As a lifelong athlete, Rebekah Weimer knows the ins and outs of the sports world – and now, she has an even deeper understanding. This month, Weimer will earn her master’s degree in kinesiology, with an emphasis in sport psychology. Along with that hard-earned degree and perfect 4.0 GPA is her distinction as a graduate dean’s medalist for the College of Health and Human Services.
“This whole process has been so surreal,” Weimer said of her recognition. “I am very honored and touched by this whole experience.”
Weimer, a Fresno native, began her higher education journey at U.C. Davis, where she earned her bachelor’s degree in psychology, with a minor in human development. She returned home to Fresno to pursue graduate school after learning about the Department of Kinesiology’s sport psychology program. She said the intricacies of the program, combined with her knowledge in psychology and cognitive science, is what attracted her to Fresno State.
She began the graduate program in fall 2019 right before courses went virtual due to the COVID-19 pandemic. While collecting data for her thesis and conducting her study, Weimer was forced to shift gears many times, utilizing intervention sessions via zoom.
“We explored this format for a bit, which was not ideal, and I had to push my data collection back by two months, but once I was able to get back on the field, it was so exciting,” Weimer said. “I was finally able to work with these great athletes and conduct the research I’ve been wanting to do this whole time. We had to be flexible, but persistent.”
Weimer’s passion for athletics and experience as a student-athlete, led to her case study, which involved teaching mental skills to a community college soccer team. In her study, Weimer investigated the extent to which the athletes could learn specific mental skills while training and during a specific performance (in this case, juggling).
To facilitate this process, Weimer developed a multi-skill intervention emphasizing goal setting, self-talk and imagery. Weimer presented her thesis at the Central California Research Symposium at Fresno State and represented the University at the CSU Student Research Competition. She hopes to present her thesis at the Association for Applied Sport Psychology annual conference in October of 2022.

***

[DIRECTIONS]:
• A. List the mental skills that the article about Rebekah Weimer says her multi-skill intervention emphasized.
• B. Retype the part of the article about Rebekah Weimer exactly, everything from "Weimer, a Fresno" down to "sessions via zoom.".

[RECORDS SHOWN]:
***

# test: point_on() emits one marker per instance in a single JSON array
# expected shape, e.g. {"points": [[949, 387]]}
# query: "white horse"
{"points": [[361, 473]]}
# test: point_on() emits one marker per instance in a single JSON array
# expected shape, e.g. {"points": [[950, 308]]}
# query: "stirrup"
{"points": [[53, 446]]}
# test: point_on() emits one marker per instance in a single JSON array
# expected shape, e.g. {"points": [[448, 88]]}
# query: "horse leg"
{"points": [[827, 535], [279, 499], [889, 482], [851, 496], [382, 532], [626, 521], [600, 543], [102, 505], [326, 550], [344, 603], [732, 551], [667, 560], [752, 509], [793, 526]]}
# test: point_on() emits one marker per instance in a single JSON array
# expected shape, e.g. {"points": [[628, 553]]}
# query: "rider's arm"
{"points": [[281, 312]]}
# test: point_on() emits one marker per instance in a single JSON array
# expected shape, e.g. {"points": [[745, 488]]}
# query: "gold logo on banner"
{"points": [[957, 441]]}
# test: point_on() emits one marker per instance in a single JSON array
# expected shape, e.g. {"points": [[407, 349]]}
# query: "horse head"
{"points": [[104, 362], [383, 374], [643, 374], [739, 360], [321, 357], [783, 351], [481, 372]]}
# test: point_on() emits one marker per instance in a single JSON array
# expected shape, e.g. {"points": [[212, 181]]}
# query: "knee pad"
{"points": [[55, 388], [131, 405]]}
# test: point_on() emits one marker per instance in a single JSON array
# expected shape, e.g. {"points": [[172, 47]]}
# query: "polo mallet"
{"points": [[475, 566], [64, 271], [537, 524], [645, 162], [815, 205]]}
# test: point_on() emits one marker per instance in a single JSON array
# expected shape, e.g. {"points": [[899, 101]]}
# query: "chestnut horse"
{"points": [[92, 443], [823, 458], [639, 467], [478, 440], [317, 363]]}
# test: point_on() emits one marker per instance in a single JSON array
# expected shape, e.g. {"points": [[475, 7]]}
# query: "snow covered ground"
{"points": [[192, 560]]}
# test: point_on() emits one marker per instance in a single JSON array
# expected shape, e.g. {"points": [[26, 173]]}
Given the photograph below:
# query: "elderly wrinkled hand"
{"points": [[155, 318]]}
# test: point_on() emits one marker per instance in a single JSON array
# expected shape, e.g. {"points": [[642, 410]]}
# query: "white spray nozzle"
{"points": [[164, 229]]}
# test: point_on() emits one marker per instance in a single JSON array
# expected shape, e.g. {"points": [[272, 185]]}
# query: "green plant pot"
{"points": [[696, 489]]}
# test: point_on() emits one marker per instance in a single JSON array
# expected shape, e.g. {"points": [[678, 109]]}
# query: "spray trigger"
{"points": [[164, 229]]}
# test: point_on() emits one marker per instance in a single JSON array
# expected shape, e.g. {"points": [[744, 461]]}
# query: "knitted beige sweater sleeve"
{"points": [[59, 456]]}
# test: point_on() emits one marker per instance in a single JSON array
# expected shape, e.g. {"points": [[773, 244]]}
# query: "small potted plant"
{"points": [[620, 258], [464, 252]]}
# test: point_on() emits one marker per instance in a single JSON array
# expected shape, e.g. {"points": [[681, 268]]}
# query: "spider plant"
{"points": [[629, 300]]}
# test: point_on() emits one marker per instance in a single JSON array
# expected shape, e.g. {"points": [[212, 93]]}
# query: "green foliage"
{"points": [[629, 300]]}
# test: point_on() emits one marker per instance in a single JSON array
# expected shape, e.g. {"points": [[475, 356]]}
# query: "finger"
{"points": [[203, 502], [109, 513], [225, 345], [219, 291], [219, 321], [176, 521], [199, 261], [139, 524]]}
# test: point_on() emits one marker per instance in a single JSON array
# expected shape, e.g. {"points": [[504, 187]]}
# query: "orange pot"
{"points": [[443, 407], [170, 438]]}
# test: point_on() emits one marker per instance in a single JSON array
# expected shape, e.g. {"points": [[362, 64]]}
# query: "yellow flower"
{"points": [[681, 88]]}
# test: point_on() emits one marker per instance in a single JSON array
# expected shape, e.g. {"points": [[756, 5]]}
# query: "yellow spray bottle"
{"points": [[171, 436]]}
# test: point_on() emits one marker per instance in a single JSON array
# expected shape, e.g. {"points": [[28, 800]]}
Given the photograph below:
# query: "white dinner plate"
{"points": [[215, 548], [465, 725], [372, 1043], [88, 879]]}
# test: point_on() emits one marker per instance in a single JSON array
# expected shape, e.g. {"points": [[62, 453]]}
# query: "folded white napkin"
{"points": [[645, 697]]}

***

[YOUR WRITTEN ANSWERS]:
• A. Goal setting, self-talk, imagery

• B.
Weimer, a Fresno native, began her higher education journey at U.C. Davis, where she earned her bachelor’s degree in psychology, with a minor in human development. She returned home to Fresno to pursue graduate school after learning about the Department of Kinesiology’s sport psychology program. She said the intricacies of the program, combined with her knowledge in psychology and cognitive science, is what attracted her to Fresno State.
She began the graduate program in fall 2019 right before courses went virtual due to the COVID-19 pandemic. While collecting data for her thesis and conducting her study, Weimer was forced to shift gears many times, utilizing intervention sessions via zoom.